=== Reading text ===
# E65 (2005 745LI) Complete Audio Overhaul - HELP



## hulklg (Sep 22, 2006)

Hello all,

I am looking to completely redo the sound system in my 745LI. I want to replace all the speakers, add a sub, dynamat the car, add new amps for the mids and highs and one for the sub.

Has anyone done such an extensive overhaul? If so, please post suggestions, or websites or places I can check out. I live in San Diego.

I have the premium sound system currently with the Logic 7 and it sounds like hot trash. Especially the speed/volume control is absolutely terrible and I want to get it completely taken out.

Thanks in advance for any and all suggestions on how to go about this. I am expecting to spend 10-15K on this system upgrade.

Thanks again for your help,
LG


----------



## el_duderino (Aug 1, 2005)

La Jolla Audio, just off of I-5, would be my recommendation. 

It would be easier to completely jettison it than to do what they will need to do... but talk to them and they can take care of you.
=== Data segment ===
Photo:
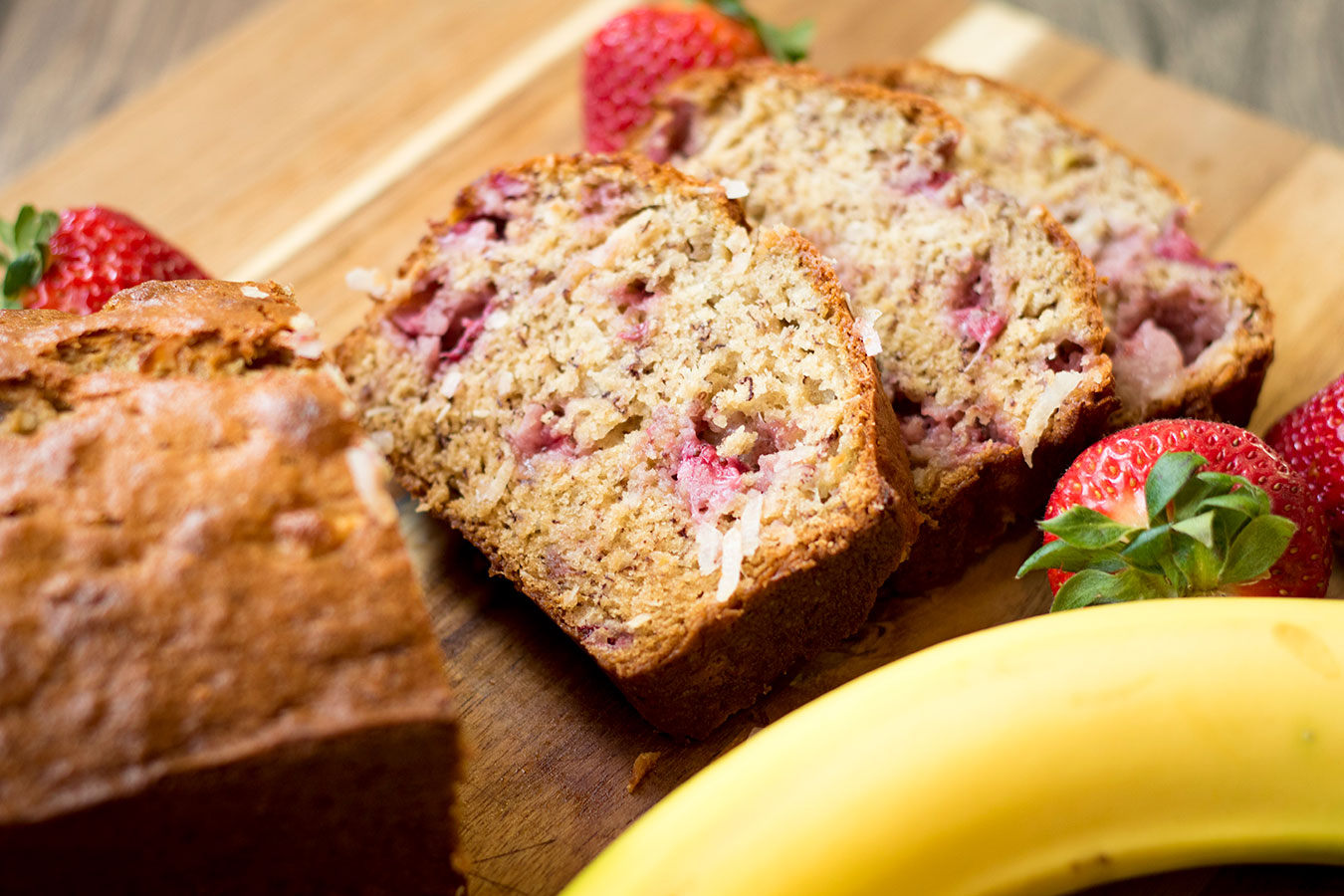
===
Copy out word for word the passage of the audio overhaul thread above that starts at "Thanks in advance" and ends at "(Aug 1, 2005)".

• _Full output_:
Thanks in advance for any and all suggestions on how to go about this. I am expecting to spend 10-15K on this system upgrade.

Thanks again for your help,
LG


----------



## el_duderino (Aug 1, 2005)